• Aufgabenstellung
Entscheide anhand des Textauszugs über die Internetredaktion im Wahlkampf, ob die folgenden Aussagen zutreffen, und belege jede Antwort (Ja oder Nein) mit den entscheidenden Worten aus dem Textauszug im genauen Wortlaut: (a) Die Internetredaktion des SPD-Parteivorstandes besaß damals eine eigene Digitalkamera. (b) Eine Digitalkamera kostete damals mehrere tausend DM. (c) Die meisten der Mittdreißiger, die in den Redaktionsräumen auftauchten, blieben nach dem Wahlkampf öffentlich präsent.

• Textauszug

Gerhard Schröder gewöhnte sich schnell an die Individualisten in Bühnennähe, die mit ihren damals sehr klobigen und unglaublich langsamen Digitalkamera versuchten, möglichst gute Bilder von ihm zu schießen. Eine solche Kamera kostete damals mehrere tausend DM. Ein so wertvolles Prunkstück konnte sich die Internetredaktion des SPD-Parteivorstandes damals nur leihweise leisten.

Unsere Erfolge sprachen sich in der Kampa unglaublich schnell herum und weckten Begehrlichkeiten. Mehrmals tauchten in unserem bis zur Decke mit Technik und Kabeln vollgestopften Redaktionsräumen Mittdreißiger auf – intellektuell angehauchte Hornbrille, Anzug und ledergebundener Terminkalender – mit der Ankündigung, sie hätten jetzt das Sagen über das Internet. Von den meisten dieser Individuen hat man nach dem Wahlkampf nie wieder etwas gehört. Dem Alter Ego begegnet man heute praktisch in jeder Branche und Organisation: große Klappe und keine Ahnung von der Sache. Nur die Brillen haben sich geändert: heute trägt man die Nerd-Version.

• Datenauszug
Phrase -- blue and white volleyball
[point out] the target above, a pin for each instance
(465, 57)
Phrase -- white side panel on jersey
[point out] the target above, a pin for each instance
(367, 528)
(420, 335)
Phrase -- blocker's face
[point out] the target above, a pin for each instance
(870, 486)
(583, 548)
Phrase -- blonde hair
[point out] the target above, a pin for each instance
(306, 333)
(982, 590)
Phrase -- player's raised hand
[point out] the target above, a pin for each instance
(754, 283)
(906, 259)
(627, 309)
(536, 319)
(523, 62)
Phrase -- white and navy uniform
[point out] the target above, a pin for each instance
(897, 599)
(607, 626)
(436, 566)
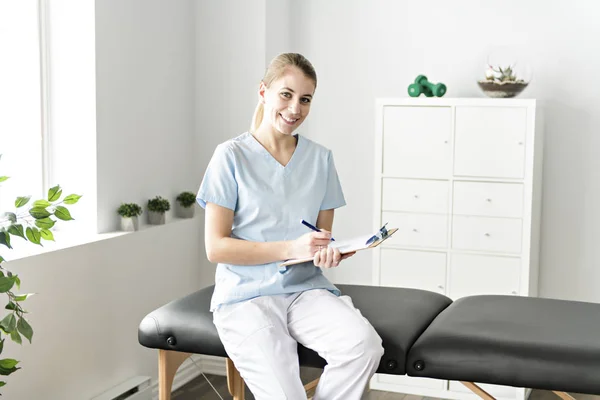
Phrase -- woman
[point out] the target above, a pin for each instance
(256, 190)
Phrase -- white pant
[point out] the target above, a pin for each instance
(260, 336)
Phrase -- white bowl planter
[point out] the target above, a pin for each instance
(156, 218)
(130, 224)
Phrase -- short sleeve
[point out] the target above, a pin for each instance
(334, 196)
(219, 185)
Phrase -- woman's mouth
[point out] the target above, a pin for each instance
(289, 121)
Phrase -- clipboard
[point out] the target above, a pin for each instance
(349, 246)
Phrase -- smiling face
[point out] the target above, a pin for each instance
(286, 101)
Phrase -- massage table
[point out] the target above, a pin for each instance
(524, 342)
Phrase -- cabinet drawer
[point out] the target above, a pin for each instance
(416, 141)
(417, 230)
(479, 274)
(414, 195)
(490, 141)
(488, 199)
(413, 269)
(487, 234)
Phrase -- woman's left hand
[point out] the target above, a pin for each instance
(329, 257)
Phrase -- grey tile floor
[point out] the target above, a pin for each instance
(199, 388)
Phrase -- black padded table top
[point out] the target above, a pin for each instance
(399, 315)
(514, 341)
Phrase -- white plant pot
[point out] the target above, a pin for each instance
(156, 218)
(130, 224)
(185, 212)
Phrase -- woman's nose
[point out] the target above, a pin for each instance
(294, 107)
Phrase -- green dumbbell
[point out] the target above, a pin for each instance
(415, 90)
(437, 89)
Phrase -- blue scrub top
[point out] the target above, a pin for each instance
(269, 200)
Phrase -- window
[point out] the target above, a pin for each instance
(21, 102)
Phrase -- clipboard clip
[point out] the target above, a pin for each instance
(381, 234)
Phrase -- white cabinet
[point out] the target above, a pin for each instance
(461, 180)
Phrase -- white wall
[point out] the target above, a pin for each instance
(145, 103)
(89, 302)
(378, 47)
(91, 298)
(230, 53)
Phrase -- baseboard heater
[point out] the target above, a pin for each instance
(136, 388)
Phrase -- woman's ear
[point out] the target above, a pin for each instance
(261, 92)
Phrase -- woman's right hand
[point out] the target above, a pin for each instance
(308, 244)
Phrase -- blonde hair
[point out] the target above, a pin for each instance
(275, 71)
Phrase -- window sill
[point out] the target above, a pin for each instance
(67, 239)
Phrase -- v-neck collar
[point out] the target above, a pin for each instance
(269, 156)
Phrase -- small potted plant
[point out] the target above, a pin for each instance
(186, 201)
(129, 213)
(157, 207)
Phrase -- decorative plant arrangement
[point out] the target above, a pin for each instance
(502, 82)
(186, 201)
(33, 224)
(157, 207)
(129, 213)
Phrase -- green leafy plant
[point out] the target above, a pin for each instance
(128, 210)
(34, 224)
(499, 74)
(159, 204)
(186, 199)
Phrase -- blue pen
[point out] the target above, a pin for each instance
(313, 227)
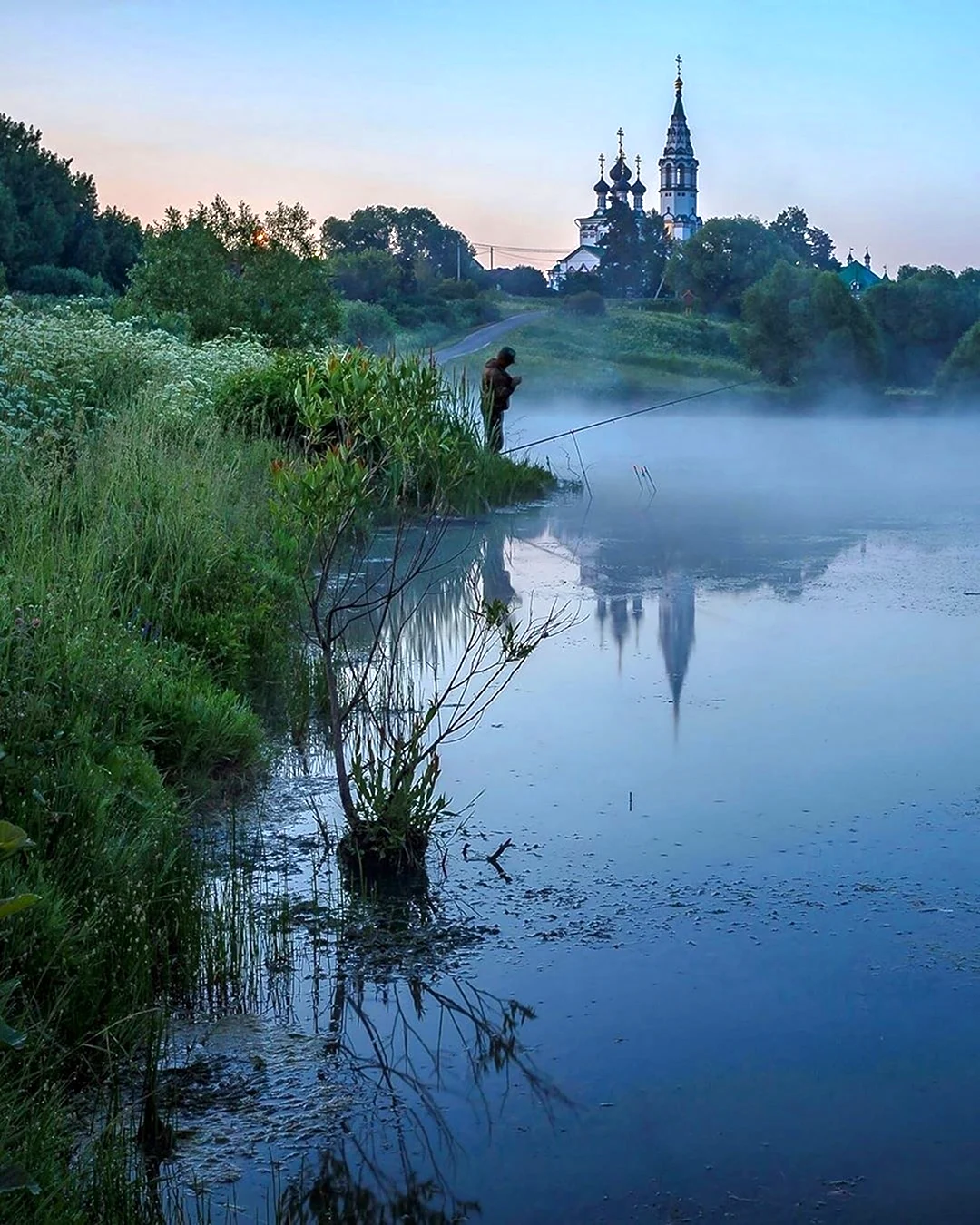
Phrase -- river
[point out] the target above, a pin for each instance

• Schriftliche Lösung
(a) Nein: „Ein so wertvolles Prunkstück konnte sich die Internetredaktion des SPD-Parteivorstandes damals nur leihweise leisten.“
(b) Ja: „Eine solche Kamera kostete damals mehrere tausend DM.“
(c) Nein: „Von den meisten dieser Individuen hat man nach dem Wahlkampf nie wieder etwas gehört.“